Reproduce, unaltered, the line with "x=271 y=382" along with every line that follows it in the records, up to the last.

### INPUT MATERIAL
------------------------------
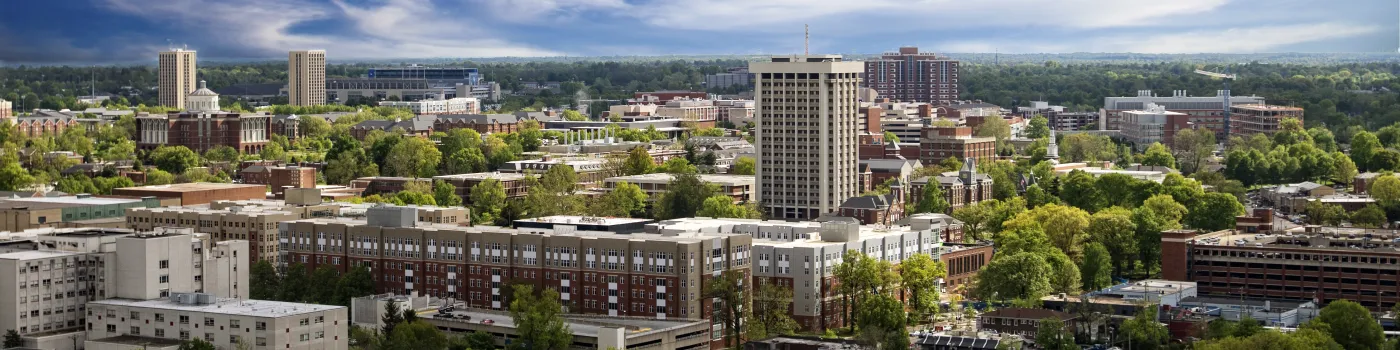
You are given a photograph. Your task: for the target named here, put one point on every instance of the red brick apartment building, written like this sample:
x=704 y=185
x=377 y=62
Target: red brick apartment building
x=913 y=76
x=595 y=272
x=940 y=143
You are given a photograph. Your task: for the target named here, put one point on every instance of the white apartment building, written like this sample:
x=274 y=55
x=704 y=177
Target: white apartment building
x=307 y=77
x=808 y=133
x=74 y=266
x=438 y=107
x=1145 y=126
x=226 y=322
x=802 y=254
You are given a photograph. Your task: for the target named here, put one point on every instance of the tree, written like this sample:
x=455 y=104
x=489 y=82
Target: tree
x=623 y=200
x=1144 y=331
x=263 y=282
x=1064 y=226
x=1096 y=269
x=770 y=311
x=678 y=165
x=574 y=115
x=1385 y=191
x=1214 y=212
x=445 y=195
x=1052 y=335
x=1368 y=217
x=1115 y=231
x=1344 y=170
x=273 y=151
x=930 y=200
x=198 y=343
x=639 y=161
x=1078 y=189
x=1018 y=276
x=1158 y=156
x=555 y=193
x=415 y=157
x=221 y=153
x=1364 y=146
x=174 y=158
x=11 y=339
x=487 y=200
x=730 y=296
x=685 y=196
x=744 y=165
x=1350 y=325
x=391 y=318
x=1039 y=128
x=920 y=275
x=538 y=319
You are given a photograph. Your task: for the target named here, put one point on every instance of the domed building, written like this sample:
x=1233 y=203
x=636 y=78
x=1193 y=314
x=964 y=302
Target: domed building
x=202 y=100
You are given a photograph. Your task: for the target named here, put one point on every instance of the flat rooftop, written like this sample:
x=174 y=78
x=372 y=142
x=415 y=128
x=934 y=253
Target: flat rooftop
x=580 y=325
x=1267 y=108
x=32 y=255
x=667 y=178
x=77 y=200
x=258 y=308
x=573 y=220
x=193 y=186
x=485 y=175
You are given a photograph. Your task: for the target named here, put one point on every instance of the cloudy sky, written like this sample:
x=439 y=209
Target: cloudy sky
x=111 y=31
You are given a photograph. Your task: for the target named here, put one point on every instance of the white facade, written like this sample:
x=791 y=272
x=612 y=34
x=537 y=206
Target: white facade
x=808 y=133
x=1143 y=128
x=81 y=265
x=438 y=107
x=227 y=324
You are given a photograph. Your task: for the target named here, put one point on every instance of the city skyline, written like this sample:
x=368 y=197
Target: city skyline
x=469 y=28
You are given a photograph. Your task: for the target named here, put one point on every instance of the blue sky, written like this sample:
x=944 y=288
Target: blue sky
x=112 y=31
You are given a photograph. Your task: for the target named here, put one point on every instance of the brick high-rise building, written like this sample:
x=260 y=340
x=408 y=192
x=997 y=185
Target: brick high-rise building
x=177 y=76
x=808 y=128
x=913 y=76
x=940 y=143
x=595 y=272
x=307 y=77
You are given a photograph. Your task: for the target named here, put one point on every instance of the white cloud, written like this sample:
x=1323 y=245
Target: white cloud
x=914 y=14
x=392 y=28
x=1229 y=41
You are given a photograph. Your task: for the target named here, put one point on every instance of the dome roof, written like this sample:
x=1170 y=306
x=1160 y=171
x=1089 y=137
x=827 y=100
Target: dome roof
x=203 y=91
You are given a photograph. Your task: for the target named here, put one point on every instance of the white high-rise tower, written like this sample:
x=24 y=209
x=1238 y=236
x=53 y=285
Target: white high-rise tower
x=807 y=133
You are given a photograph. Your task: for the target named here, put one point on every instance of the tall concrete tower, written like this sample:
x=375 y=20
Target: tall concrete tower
x=807 y=133
x=177 y=76
x=307 y=77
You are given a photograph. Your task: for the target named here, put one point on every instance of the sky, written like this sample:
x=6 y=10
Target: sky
x=125 y=31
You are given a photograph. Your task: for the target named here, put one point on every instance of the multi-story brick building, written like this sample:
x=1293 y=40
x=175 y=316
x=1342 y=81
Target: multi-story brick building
x=1252 y=119
x=801 y=255
x=280 y=178
x=962 y=188
x=630 y=275
x=955 y=142
x=256 y=226
x=1315 y=263
x=913 y=76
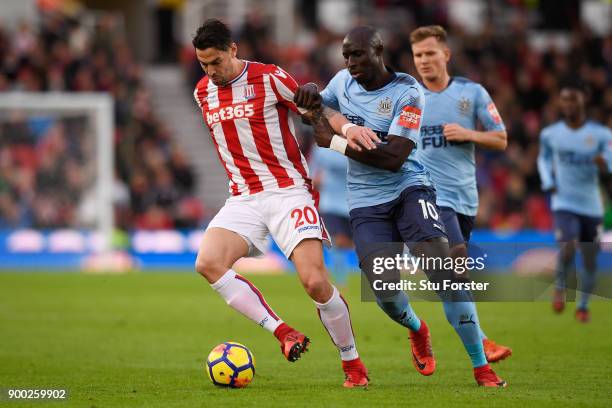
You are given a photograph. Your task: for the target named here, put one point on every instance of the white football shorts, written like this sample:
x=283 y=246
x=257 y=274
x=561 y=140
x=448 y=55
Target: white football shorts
x=289 y=215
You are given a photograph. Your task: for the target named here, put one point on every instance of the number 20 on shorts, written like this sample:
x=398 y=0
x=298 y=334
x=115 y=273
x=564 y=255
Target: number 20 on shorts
x=304 y=215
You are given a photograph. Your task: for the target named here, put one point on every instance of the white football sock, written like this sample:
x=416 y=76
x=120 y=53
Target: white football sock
x=244 y=297
x=336 y=318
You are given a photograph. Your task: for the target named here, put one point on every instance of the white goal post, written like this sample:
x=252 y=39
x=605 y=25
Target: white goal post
x=100 y=108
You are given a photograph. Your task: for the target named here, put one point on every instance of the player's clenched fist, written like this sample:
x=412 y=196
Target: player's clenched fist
x=456 y=133
x=360 y=138
x=307 y=97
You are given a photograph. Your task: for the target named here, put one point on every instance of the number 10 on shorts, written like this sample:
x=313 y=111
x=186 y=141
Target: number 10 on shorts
x=429 y=210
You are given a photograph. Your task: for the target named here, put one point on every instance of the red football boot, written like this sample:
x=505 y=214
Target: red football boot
x=356 y=375
x=486 y=377
x=559 y=300
x=293 y=343
x=495 y=352
x=583 y=315
x=422 y=356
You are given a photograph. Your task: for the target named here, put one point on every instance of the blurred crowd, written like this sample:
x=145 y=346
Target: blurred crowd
x=522 y=79
x=47 y=170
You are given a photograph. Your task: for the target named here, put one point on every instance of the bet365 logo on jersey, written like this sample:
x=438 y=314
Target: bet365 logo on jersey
x=229 y=113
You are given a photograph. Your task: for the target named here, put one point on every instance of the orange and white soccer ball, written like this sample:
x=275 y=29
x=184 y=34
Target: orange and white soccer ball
x=230 y=364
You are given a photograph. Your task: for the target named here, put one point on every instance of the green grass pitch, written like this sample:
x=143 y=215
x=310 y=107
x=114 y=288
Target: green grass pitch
x=141 y=340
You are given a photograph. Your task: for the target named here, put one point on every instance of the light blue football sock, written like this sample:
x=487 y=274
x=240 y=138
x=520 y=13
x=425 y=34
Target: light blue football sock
x=562 y=272
x=398 y=308
x=587 y=284
x=464 y=319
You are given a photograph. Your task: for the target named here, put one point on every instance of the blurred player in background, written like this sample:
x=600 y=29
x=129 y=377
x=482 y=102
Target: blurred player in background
x=449 y=137
x=573 y=151
x=328 y=171
x=246 y=108
x=391 y=197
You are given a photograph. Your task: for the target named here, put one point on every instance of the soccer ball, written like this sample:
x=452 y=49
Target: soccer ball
x=230 y=365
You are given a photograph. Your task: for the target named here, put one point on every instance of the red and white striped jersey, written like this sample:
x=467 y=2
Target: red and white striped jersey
x=250 y=125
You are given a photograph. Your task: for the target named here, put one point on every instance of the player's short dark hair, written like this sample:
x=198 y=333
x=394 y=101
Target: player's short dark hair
x=213 y=34
x=423 y=33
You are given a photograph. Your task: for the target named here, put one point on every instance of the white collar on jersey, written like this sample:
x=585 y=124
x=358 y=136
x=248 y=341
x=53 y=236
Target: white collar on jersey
x=246 y=66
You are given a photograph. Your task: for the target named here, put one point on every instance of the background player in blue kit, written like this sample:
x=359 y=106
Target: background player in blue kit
x=328 y=170
x=390 y=194
x=449 y=136
x=573 y=151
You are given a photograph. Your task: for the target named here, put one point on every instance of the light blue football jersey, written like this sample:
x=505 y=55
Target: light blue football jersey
x=331 y=168
x=394 y=109
x=566 y=163
x=452 y=165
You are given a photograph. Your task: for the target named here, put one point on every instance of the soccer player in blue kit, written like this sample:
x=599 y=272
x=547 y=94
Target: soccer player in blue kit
x=390 y=194
x=573 y=151
x=448 y=140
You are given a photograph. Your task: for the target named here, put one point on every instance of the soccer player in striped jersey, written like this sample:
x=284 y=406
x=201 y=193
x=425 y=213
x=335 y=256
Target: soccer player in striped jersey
x=245 y=106
x=448 y=140
x=573 y=152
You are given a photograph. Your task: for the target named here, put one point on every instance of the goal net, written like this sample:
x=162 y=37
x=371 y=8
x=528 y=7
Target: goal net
x=56 y=170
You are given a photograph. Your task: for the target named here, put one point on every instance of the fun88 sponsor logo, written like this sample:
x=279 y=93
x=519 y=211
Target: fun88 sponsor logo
x=229 y=113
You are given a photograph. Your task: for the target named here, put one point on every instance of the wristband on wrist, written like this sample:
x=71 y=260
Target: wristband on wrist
x=338 y=143
x=346 y=127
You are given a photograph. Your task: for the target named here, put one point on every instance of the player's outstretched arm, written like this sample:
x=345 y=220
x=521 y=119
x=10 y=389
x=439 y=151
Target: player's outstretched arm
x=307 y=97
x=390 y=156
x=493 y=140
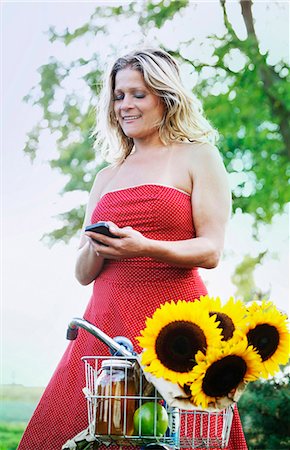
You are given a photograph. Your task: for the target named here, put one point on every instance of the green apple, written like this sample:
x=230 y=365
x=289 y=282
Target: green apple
x=146 y=415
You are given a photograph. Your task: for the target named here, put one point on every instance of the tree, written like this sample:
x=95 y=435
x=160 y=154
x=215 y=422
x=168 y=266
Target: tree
x=249 y=106
x=264 y=412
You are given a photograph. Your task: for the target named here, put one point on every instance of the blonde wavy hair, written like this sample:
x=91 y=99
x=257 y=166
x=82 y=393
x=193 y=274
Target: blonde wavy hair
x=183 y=119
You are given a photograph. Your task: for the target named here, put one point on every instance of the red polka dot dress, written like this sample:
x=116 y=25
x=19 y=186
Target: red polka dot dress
x=124 y=293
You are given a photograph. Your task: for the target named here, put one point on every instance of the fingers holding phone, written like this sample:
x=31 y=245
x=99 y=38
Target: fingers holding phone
x=112 y=242
x=97 y=232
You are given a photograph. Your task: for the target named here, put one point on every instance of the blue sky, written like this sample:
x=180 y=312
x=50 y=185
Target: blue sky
x=40 y=294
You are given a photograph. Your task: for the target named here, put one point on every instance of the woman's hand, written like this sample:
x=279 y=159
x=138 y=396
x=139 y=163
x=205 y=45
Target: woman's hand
x=131 y=243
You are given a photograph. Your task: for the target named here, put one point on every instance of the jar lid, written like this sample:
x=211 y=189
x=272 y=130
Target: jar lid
x=116 y=363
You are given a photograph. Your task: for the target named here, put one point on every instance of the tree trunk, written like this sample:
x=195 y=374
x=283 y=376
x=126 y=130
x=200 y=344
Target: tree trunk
x=268 y=76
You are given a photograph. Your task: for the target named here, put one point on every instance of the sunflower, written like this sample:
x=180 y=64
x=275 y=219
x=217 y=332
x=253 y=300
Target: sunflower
x=219 y=372
x=173 y=336
x=267 y=331
x=231 y=316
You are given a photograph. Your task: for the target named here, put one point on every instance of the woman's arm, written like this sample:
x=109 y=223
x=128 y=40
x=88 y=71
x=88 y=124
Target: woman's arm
x=89 y=264
x=211 y=204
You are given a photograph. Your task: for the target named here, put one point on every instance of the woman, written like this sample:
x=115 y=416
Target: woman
x=167 y=199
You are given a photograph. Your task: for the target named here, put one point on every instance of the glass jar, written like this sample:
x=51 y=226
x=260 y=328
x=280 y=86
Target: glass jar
x=115 y=408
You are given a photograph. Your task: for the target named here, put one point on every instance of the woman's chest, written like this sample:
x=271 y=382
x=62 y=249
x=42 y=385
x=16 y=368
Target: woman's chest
x=168 y=171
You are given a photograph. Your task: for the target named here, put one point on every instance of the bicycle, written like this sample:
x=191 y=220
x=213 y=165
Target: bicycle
x=185 y=429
------------------------------
### SOLUTION FOR THIS PROBLEM
x=271 y=382
x=62 y=249
x=42 y=385
x=16 y=368
Target: woman's chest
x=168 y=171
You are given a photograph. Your task: for the target named here, put one point on every instance of the bicycle, written like this sample:
x=191 y=220
x=213 y=165
Target: bicycle
x=185 y=429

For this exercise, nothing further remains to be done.